- [Task description] In the records below, the line with "Find the brown skirt;" opens the range and the line with "Find the blonde bob" closes it; print that range exactly and nothing else.
Start of Block
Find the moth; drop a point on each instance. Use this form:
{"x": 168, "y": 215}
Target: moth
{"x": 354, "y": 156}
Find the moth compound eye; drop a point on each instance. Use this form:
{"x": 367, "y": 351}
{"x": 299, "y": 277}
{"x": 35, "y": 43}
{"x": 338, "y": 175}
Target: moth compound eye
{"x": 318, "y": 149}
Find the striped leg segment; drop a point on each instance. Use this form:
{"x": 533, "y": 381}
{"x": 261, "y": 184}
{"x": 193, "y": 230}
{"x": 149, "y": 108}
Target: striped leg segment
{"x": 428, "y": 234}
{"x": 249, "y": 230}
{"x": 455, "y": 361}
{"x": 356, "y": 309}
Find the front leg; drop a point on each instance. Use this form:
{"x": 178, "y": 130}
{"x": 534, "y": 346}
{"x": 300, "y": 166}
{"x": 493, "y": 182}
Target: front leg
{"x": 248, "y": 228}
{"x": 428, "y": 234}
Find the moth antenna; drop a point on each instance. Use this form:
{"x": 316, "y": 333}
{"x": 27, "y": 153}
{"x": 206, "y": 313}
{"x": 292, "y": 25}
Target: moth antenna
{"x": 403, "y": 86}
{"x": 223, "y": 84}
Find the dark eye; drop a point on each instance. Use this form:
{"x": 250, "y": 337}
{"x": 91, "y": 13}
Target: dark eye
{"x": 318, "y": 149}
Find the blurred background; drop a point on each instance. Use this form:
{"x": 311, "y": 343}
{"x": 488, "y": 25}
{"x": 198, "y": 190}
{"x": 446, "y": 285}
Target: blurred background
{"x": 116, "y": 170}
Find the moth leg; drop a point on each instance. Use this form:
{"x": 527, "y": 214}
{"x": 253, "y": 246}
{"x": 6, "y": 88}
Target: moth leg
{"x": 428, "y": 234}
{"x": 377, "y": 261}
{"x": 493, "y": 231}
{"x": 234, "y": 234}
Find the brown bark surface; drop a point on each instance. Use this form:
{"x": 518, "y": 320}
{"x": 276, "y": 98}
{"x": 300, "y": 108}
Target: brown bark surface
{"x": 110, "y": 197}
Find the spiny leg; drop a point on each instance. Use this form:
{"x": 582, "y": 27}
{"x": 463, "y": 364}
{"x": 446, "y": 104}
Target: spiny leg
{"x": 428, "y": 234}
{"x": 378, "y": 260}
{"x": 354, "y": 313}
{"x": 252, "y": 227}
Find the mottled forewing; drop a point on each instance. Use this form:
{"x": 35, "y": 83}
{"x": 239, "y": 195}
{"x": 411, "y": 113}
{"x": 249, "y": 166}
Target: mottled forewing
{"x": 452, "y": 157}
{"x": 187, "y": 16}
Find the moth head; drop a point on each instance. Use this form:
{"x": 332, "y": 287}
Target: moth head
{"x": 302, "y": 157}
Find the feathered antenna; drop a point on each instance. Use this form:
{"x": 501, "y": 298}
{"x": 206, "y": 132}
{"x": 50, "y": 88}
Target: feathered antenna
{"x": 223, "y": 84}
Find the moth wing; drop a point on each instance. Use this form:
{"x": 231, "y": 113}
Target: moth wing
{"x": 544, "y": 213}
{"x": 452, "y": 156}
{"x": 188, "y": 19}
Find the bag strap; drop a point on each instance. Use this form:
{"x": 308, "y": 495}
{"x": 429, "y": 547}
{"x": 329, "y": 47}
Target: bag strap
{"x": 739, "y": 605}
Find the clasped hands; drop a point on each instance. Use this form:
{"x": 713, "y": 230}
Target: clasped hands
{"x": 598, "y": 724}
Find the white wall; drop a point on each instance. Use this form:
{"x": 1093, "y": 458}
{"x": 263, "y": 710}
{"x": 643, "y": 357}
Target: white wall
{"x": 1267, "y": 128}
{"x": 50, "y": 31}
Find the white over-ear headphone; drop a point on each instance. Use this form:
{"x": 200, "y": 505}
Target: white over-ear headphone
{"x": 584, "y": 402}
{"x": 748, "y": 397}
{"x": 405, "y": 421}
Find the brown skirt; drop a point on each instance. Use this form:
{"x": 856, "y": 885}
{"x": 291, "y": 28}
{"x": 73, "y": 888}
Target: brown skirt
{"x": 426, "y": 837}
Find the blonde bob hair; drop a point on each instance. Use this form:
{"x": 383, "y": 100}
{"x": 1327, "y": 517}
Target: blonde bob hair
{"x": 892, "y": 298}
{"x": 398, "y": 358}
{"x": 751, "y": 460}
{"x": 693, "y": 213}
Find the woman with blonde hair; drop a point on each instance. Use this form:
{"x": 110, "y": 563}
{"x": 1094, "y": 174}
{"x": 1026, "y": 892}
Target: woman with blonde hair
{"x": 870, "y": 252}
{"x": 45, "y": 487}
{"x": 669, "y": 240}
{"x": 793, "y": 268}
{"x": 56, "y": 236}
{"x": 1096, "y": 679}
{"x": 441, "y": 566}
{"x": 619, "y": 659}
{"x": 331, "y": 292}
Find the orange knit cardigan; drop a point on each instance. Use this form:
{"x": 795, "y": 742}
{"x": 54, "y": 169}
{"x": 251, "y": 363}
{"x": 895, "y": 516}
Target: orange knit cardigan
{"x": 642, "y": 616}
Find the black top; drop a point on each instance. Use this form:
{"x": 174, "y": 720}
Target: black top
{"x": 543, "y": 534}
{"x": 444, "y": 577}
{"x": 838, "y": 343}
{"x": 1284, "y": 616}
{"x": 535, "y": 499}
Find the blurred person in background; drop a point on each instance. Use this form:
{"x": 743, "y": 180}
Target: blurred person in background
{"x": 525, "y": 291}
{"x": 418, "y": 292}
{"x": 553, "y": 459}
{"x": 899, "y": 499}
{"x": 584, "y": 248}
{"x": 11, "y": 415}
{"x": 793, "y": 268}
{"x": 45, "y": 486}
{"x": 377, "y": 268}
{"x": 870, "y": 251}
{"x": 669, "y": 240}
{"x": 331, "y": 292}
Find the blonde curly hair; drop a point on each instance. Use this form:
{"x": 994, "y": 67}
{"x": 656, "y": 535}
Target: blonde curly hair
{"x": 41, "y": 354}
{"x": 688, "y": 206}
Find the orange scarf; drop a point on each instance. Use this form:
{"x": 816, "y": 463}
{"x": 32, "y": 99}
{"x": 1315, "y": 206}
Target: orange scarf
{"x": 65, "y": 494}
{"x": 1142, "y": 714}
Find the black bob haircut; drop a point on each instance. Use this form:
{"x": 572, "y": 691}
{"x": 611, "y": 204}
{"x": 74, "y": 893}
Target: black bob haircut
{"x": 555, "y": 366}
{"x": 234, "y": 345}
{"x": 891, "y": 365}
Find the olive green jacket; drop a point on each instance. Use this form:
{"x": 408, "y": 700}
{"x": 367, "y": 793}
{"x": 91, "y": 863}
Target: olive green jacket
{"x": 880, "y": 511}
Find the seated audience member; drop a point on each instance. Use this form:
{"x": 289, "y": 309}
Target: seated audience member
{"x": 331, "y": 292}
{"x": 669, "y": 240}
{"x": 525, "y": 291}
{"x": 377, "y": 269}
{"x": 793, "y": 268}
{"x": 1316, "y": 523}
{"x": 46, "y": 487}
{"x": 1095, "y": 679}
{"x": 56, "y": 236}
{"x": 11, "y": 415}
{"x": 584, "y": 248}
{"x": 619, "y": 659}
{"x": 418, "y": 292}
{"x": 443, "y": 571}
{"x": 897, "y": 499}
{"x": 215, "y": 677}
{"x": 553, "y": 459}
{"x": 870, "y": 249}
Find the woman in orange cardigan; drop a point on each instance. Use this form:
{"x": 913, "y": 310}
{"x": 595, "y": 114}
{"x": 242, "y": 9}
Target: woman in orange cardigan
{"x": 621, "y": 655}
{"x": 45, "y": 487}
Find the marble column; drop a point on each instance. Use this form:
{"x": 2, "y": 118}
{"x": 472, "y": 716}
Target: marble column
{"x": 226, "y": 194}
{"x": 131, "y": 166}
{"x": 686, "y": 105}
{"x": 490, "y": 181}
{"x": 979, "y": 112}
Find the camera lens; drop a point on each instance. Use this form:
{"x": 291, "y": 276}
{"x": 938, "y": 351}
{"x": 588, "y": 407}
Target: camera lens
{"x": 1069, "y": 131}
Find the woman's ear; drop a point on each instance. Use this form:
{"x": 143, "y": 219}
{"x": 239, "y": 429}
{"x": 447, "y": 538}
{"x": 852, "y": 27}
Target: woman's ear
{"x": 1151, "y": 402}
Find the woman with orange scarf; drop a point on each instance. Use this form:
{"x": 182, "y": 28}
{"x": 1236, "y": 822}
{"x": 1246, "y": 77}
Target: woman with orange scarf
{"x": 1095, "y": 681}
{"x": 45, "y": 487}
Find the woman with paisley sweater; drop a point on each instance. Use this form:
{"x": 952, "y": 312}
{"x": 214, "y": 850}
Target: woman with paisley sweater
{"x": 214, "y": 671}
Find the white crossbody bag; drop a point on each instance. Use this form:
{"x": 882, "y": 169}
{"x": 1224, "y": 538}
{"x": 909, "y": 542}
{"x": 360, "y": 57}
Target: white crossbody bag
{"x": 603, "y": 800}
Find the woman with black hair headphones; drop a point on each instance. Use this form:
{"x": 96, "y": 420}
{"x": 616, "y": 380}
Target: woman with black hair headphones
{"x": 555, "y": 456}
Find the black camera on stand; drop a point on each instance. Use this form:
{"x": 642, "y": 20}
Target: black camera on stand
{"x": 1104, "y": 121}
End of Block
- [Completed exercise]
Find the brown skirt; drop a point on each instance. Use this form:
{"x": 856, "y": 885}
{"x": 291, "y": 28}
{"x": 73, "y": 888}
Target: brown skirt
{"x": 426, "y": 837}
Find the blonde bob hair; drop a point on each instance. Use this form:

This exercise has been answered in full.